───── AVAILABLE DATA ─────

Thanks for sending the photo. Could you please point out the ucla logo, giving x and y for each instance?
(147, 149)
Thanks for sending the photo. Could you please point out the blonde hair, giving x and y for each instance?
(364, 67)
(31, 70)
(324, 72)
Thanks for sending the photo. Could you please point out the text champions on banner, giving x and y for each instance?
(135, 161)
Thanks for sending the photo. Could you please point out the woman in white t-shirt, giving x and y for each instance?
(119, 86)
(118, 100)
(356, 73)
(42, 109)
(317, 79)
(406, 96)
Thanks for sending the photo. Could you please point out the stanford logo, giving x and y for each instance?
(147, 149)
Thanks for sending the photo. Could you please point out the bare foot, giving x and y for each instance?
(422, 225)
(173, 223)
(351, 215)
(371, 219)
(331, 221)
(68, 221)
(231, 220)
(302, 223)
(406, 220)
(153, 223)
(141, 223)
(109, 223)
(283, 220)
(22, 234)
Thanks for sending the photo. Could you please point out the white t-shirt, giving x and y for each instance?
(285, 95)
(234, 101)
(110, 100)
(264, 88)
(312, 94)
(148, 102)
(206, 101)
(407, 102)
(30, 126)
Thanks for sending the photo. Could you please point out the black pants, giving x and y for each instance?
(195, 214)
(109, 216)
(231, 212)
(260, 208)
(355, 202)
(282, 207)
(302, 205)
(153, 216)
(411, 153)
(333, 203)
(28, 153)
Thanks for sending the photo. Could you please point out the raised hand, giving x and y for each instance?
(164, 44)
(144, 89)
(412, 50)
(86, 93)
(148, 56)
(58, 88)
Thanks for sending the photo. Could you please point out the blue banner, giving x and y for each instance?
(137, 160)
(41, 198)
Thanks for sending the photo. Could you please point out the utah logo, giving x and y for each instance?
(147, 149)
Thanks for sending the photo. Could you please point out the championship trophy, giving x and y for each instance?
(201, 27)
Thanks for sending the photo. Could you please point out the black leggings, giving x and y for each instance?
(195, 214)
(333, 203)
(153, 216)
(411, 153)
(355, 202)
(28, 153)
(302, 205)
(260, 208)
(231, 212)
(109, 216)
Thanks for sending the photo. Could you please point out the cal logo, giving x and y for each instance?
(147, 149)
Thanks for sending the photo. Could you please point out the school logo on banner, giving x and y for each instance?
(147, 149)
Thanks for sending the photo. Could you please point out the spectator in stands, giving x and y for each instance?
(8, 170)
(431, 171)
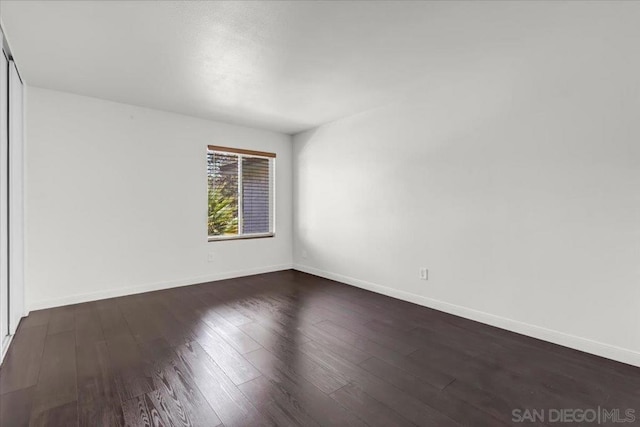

─────

_SHORT TASK_
Return the lines word for word, starting with the line that contains "out the stanford" and closing with the last of the lines, and leave the pictures out of your answer.

_RESPONSE BELOW_
Thanks for sending the photo. Could you please point out the stanford logo, giving x and y for each instance?
(147, 149)
Thanks for sending the photo. Could you please point out the bare foot, giving x and y for each instance?
(422, 225)
(173, 223)
(351, 215)
(371, 219)
(331, 221)
(68, 221)
(231, 220)
(302, 223)
(406, 220)
(153, 223)
(141, 223)
(109, 223)
(283, 220)
(22, 234)
Thanks for sending the photo. Could you please point out the white t-shirt, giving x and y for each instance?
(285, 95)
(234, 101)
(110, 100)
(264, 88)
(312, 94)
(148, 102)
(206, 101)
(407, 102)
(30, 126)
Thanks for sending the photo. Could you please point out the black pants, giving x and y for each instance?
(195, 214)
(109, 216)
(231, 212)
(260, 208)
(355, 202)
(282, 207)
(302, 205)
(153, 216)
(411, 153)
(333, 203)
(28, 153)
Thanks for sending the photo. Could you please point out the raised hand, giving x and y for each instance?
(164, 44)
(144, 89)
(412, 50)
(86, 93)
(148, 56)
(58, 88)
Thanks for sending the photo. Could you please point out the blue banner, giving x and y for each instance?
(137, 160)
(41, 198)
Thanks for sending the photo. Could you please point out the utah logo, giving x and y for each instance?
(147, 149)
Thanks for sending the photo. Could you please point out the championship trophy, giving x and y for each instance?
(201, 27)
Thanks for sending the photo. Could you please point out the black leggings, giving x and y for each instance?
(195, 214)
(333, 203)
(153, 216)
(411, 153)
(355, 202)
(28, 153)
(302, 205)
(260, 208)
(231, 212)
(109, 216)
Thanks for sending the photo. Could you please point out the cal logo, giving x and y for each instance?
(147, 149)
Thanks for sending the photo. Could you please point out the school logo on banner, giving x and y for each instance?
(147, 149)
Thanks for sending the photo. Could you please point out the spectator in stands, giving x and y for each instance?
(8, 170)
(431, 171)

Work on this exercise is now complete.